BEGIN Records shown

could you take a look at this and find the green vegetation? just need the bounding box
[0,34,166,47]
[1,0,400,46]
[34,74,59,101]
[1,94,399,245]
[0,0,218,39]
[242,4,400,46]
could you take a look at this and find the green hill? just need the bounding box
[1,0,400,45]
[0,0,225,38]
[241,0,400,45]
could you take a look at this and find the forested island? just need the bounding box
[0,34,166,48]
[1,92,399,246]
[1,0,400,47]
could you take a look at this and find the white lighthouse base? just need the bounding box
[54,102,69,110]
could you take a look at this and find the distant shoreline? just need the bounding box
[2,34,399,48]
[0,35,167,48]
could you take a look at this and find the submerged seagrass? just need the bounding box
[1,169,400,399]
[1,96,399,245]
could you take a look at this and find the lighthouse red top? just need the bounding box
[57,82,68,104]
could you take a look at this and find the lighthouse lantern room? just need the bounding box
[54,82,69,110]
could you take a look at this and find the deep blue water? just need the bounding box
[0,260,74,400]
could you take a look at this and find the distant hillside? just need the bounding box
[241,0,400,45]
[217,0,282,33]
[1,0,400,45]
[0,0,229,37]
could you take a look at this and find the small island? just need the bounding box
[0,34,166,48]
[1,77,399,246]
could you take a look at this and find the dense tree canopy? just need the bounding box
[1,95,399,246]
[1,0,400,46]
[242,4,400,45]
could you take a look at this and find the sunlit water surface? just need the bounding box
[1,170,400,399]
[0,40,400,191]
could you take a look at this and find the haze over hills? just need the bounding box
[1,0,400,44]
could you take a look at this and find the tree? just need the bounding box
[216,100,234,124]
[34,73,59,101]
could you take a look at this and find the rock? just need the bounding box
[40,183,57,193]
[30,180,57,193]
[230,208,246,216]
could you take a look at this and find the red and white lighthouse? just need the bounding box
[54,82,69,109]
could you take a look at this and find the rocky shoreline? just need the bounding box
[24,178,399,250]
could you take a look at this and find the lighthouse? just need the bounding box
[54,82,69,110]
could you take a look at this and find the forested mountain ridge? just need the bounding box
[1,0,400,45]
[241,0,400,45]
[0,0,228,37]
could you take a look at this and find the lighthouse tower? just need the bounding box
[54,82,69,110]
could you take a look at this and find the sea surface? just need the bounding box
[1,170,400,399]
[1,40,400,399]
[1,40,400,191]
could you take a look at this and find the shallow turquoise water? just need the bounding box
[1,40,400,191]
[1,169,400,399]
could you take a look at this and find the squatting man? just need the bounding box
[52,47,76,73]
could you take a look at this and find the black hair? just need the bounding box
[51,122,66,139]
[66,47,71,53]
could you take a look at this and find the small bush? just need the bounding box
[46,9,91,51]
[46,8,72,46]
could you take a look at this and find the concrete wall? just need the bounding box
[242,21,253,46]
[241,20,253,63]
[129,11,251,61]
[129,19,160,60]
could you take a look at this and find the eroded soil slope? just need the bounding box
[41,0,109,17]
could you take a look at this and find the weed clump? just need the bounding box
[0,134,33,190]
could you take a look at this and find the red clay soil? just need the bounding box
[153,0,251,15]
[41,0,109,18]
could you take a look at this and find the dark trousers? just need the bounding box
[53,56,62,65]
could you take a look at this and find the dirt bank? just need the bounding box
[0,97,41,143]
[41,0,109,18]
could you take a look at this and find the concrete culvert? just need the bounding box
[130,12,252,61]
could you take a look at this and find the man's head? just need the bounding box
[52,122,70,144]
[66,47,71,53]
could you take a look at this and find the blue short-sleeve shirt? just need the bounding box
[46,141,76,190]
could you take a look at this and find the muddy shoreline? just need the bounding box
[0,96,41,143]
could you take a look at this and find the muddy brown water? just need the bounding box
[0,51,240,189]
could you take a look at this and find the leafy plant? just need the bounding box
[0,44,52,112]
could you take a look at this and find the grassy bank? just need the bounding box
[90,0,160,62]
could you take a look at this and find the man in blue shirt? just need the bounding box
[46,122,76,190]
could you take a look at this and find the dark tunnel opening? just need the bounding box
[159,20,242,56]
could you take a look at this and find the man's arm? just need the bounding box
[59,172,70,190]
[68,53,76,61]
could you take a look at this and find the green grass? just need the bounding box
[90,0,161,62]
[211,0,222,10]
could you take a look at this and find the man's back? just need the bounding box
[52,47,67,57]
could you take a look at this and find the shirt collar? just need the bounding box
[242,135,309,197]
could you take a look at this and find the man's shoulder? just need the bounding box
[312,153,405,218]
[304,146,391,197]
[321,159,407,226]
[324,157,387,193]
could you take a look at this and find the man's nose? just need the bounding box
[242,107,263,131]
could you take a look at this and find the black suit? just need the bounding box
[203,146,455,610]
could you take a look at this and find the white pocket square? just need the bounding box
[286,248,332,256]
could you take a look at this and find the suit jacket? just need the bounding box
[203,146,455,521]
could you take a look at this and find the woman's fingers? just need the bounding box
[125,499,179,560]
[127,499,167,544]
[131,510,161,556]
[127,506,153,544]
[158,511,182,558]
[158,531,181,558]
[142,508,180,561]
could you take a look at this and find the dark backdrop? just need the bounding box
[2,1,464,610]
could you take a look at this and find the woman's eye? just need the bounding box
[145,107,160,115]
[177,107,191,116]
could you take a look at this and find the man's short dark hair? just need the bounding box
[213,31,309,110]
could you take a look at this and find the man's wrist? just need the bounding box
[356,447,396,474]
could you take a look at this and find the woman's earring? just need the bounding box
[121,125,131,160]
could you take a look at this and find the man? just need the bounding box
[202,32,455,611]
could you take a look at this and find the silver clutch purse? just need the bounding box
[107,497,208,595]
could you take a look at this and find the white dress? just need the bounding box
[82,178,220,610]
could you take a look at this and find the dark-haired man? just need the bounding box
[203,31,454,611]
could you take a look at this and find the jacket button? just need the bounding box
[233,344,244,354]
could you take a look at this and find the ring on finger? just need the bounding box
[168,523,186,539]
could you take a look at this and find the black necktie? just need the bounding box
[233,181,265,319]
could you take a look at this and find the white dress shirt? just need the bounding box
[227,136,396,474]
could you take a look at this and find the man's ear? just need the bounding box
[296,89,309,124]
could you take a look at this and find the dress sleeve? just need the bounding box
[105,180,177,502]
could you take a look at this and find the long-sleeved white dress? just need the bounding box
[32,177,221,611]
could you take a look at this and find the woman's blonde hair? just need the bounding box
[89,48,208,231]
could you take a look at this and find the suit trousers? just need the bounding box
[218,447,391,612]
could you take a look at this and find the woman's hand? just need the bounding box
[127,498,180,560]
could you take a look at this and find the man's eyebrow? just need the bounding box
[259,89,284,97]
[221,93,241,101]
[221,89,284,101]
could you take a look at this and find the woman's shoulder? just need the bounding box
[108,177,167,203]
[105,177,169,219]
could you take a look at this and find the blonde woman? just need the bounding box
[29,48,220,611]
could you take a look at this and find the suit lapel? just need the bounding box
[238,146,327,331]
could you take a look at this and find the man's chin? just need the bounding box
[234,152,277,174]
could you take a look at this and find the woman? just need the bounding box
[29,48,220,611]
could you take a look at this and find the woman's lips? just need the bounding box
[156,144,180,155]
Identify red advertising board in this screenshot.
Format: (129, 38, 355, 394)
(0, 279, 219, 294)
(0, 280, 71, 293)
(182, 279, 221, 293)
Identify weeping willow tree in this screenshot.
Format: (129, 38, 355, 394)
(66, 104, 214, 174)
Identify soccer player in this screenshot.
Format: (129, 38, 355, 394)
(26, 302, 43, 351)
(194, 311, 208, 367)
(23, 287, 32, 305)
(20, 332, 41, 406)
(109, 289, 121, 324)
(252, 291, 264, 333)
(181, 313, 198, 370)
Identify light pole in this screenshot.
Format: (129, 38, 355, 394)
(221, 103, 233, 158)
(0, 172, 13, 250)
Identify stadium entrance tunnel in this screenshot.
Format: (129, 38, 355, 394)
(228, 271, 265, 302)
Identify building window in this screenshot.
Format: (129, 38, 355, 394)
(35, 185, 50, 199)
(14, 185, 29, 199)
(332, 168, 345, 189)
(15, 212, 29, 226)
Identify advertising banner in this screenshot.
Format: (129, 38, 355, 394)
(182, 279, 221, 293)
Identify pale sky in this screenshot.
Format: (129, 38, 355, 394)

END Records shown

* Work order
An exact copy of the lines from the one holding "ear? just need the bounding box" through the end of the data is the whole answer.

* Answer for this exercise
could you take a look at this and find the man's ear? just need the bounding box
[296,89,309,124]
could you take a look at this and find the dress sleeve? just need the bounding box
[105,180,177,502]
could you take a look at this and find the long-sleeved white dress? just need the bounding box
[32,177,221,611]
could you take a look at this and find the woman's blonde hair? just need the bounding box
[89,48,208,231]
could you take a look at this and find the suit trousers? just need the bounding box
[218,447,391,612]
could you take a look at this and find the woman's hand? just need the bounding box
[127,498,180,560]
could you take a look at this and find the man's eyebrow? just need the bounding box
[259,89,284,97]
[221,93,241,101]
[221,89,284,101]
could you take a look at this and find the woman's shoulder? just need the bounding box
[108,177,167,203]
[105,177,169,219]
could you take a look at this and find the blonde woman? just need the bounding box
[29,48,220,611]
could you take a look at this and find the suit lapel? just need the bounding box
[238,146,327,331]
could you take a look at this and find the man's chin? just need the bounding box
[234,152,277,174]
could you take a look at this and find the woman? just need the bounding box
[29,48,220,611]
could you take a look at this and find the woman's lips? just need the bounding box
[156,144,180,155]
Identify red advertising board in this screenshot.
Format: (129, 38, 355, 394)
(0, 279, 219, 294)
(0, 280, 71, 293)
(182, 279, 221, 293)
Identify weeping willow tree in this screenshot.
Format: (129, 38, 355, 394)
(66, 104, 214, 174)
Identify soccer player in this screenshot.
Format: (129, 38, 355, 394)
(26, 302, 43, 351)
(194, 311, 208, 367)
(23, 287, 32, 305)
(20, 332, 41, 406)
(109, 289, 121, 324)
(252, 291, 264, 333)
(181, 313, 198, 370)
Identify light pole in this screenshot.
Format: (129, 38, 355, 394)
(221, 103, 233, 158)
(0, 172, 13, 250)
Identify stadium entrance tunnel in this screenshot.
Format: (129, 38, 355, 394)
(228, 271, 265, 302)
Identify building window in this screenshot.
Format: (129, 38, 355, 394)
(35, 185, 50, 199)
(14, 185, 29, 199)
(332, 168, 345, 189)
(15, 212, 29, 226)
Identify advertising banner in this screenshot.
Format: (129, 38, 355, 394)
(182, 279, 221, 293)
Identify pale sky in this screenshot.
Format: (129, 38, 355, 394)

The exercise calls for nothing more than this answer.